### WHAT IS ASKED
Put everything from the start of the listing down to the line containing "point(394, 138)", both ends included, into a Markdown table with two columns: Row for the line number and Line for the text. Leave out any blank lines.

Lines of data:
═══
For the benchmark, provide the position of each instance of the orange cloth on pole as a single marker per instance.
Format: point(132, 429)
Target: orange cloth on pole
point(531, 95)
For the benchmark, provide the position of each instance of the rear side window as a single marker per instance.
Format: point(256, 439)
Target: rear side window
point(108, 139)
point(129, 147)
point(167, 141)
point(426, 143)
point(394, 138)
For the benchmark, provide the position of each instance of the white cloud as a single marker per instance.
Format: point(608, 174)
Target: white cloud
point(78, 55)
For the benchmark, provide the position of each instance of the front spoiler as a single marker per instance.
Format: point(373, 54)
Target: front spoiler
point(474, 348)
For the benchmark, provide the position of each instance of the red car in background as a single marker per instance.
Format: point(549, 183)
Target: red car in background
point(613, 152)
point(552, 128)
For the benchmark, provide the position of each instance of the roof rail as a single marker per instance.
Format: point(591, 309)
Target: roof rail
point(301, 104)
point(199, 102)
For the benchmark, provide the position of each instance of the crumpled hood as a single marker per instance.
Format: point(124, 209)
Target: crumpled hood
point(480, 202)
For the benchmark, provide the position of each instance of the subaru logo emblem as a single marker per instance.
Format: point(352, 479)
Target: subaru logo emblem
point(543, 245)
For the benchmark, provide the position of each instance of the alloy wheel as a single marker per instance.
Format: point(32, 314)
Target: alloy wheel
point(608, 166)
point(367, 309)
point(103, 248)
═══
### EXPECTED OUTPUT
| Row | Line |
|---|---|
| 1 | For the benchmark, provide the position of each instance of the orange cloth on pole as a single marker per instance. |
| 2 | Format: point(132, 429) |
| 3 | Target: orange cloth on pole |
| 4 | point(531, 95) |
| 5 | For the benchmark, provide the position of each instance of the rear side window as a single marker per instance. |
| 6 | Format: point(256, 439) |
| 7 | Target: rear side window |
| 8 | point(108, 139) |
| 9 | point(129, 147) |
| 10 | point(167, 141) |
| 11 | point(426, 143) |
| 12 | point(394, 138) |